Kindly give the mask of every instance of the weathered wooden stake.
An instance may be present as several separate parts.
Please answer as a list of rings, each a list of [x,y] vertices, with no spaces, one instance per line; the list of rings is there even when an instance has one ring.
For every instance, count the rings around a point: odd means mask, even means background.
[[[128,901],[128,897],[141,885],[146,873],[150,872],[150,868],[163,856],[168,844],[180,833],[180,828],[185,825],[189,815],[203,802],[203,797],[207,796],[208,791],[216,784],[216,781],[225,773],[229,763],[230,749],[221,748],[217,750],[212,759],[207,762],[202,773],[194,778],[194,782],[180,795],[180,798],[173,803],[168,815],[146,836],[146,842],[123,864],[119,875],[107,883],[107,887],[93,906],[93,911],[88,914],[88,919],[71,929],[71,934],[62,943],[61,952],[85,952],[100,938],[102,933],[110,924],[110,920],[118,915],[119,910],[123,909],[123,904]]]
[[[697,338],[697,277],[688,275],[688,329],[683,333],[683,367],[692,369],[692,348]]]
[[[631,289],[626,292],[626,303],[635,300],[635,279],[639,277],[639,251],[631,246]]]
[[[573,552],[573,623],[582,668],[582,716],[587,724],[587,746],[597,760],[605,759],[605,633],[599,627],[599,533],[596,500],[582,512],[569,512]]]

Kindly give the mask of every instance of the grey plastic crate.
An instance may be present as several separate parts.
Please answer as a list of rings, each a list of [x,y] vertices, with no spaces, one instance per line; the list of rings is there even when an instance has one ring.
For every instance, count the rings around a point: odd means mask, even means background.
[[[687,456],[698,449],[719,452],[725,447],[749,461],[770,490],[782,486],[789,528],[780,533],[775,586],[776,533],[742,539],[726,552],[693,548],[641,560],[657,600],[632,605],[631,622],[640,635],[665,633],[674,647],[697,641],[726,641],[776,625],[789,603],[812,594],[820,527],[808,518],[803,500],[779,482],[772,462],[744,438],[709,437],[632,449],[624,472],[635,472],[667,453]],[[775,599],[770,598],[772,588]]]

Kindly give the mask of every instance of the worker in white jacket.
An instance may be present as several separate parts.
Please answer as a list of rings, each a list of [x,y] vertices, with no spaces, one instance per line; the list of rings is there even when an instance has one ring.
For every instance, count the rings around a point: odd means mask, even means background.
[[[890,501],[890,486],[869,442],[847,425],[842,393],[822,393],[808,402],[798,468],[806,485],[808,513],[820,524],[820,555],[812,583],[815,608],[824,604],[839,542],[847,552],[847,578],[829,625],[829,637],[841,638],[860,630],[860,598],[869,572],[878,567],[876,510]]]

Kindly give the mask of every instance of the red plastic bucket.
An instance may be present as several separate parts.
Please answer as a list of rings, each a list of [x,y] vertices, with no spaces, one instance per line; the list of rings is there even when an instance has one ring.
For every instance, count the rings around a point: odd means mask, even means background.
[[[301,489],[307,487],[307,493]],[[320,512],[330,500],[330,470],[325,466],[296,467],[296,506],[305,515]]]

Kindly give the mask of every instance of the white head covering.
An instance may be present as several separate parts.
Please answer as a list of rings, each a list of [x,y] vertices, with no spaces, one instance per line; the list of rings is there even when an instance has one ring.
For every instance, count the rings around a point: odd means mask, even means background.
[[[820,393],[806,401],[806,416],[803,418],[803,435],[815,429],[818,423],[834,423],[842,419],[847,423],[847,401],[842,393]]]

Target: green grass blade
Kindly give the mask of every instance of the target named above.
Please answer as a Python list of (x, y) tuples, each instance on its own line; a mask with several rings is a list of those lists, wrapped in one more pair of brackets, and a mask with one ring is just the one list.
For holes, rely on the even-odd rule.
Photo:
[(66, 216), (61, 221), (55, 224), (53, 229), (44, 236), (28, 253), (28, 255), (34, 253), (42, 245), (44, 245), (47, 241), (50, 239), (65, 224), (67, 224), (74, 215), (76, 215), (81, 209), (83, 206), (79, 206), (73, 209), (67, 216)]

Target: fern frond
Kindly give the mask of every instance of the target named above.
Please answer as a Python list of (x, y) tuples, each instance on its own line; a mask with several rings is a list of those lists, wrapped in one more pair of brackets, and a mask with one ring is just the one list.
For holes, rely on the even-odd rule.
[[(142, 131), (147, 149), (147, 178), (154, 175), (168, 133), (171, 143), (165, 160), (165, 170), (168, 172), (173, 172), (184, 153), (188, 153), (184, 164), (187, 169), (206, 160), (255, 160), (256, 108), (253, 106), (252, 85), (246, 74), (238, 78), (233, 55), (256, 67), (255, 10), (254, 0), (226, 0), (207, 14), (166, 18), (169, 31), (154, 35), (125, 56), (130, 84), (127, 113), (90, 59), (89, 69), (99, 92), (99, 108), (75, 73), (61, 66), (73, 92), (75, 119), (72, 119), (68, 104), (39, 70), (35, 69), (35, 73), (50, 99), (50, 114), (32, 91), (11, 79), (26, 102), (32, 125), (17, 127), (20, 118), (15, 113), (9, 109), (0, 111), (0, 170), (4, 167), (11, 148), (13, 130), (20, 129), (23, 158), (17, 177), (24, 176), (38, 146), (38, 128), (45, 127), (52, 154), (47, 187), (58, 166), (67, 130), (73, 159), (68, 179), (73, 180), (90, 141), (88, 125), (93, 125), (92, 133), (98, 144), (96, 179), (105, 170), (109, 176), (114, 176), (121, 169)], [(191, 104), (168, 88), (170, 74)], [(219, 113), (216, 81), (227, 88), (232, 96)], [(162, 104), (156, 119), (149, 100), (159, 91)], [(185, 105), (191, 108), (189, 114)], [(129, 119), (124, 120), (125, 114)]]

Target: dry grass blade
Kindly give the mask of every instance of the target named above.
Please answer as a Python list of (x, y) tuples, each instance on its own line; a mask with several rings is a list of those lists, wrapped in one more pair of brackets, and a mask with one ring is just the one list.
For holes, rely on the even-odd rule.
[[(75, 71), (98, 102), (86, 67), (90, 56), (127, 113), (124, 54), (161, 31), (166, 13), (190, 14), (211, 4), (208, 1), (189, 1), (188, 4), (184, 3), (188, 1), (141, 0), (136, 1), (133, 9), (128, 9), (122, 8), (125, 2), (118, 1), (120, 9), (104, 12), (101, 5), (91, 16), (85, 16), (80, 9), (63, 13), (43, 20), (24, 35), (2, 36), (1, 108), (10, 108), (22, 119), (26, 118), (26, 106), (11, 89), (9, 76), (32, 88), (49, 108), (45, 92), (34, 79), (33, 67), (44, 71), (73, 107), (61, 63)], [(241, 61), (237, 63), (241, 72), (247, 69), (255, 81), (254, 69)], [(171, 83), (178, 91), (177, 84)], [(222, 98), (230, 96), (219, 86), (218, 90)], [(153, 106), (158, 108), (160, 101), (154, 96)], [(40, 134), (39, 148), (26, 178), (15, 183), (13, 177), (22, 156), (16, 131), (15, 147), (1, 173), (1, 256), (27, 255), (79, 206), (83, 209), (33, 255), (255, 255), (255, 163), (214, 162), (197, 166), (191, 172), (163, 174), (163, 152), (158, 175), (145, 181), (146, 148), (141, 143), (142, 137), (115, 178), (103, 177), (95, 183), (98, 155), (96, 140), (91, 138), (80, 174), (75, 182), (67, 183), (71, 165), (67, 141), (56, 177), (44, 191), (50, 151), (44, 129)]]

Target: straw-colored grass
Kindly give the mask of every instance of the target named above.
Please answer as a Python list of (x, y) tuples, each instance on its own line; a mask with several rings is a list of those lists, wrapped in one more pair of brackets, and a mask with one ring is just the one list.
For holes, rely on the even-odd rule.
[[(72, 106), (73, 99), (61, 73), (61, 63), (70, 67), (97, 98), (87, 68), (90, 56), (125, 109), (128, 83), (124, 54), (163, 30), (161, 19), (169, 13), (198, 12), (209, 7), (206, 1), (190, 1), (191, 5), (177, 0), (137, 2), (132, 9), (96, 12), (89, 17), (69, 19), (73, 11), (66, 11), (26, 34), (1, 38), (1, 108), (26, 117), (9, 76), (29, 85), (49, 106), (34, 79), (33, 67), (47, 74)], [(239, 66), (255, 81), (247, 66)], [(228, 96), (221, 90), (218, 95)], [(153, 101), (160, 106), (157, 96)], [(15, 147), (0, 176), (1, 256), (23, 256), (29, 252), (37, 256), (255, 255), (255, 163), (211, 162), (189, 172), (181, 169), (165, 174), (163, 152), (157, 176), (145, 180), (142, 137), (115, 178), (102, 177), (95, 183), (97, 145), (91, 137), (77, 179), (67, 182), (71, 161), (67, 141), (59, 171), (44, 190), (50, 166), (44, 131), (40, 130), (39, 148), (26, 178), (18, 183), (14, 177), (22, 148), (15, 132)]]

** Instructions to follow **
Can you format the lines starting with the one containing "Kindly give the mask of every instance of the white" and going on through the one containing "209), (67, 216)]" as a two-column CSV with the headers instruction and response, one row per instruction paired with its answer, each value in a single quoted field and line breaks turned into spaces?

** Reply to the task **
instruction,response
"Kindly give the mask of every instance of the white head covering. An instance may be present as several separate parts. Please answer as a list of rings, each a list of [x,y] vertices, with no spaces, one instance per line; the list of rings is there even when an instance has one ring. For every instance, count the rings around a point: odd means mask, even means background.","[[[820,393],[806,401],[806,416],[803,418],[803,435],[815,429],[818,423],[834,423],[842,419],[847,423],[847,401],[842,393]]]"
"Target: green grass blade Kindly give the mask of every instance of the target named above. Please answer as a Python list of (x, y) tuples, each instance on its own line; a mask with several rings is a list of those lists, wrapped in one more pair of brackets, and a mask with one ring is just the one list. For holes, rely on the even-odd rule. Photo:","[(66, 216), (61, 221), (55, 224), (53, 229), (44, 236), (28, 253), (28, 255), (34, 253), (42, 245), (44, 245), (47, 241), (50, 239), (65, 224), (67, 224), (74, 215), (76, 215), (81, 209), (83, 206), (79, 206), (73, 209), (67, 216)]"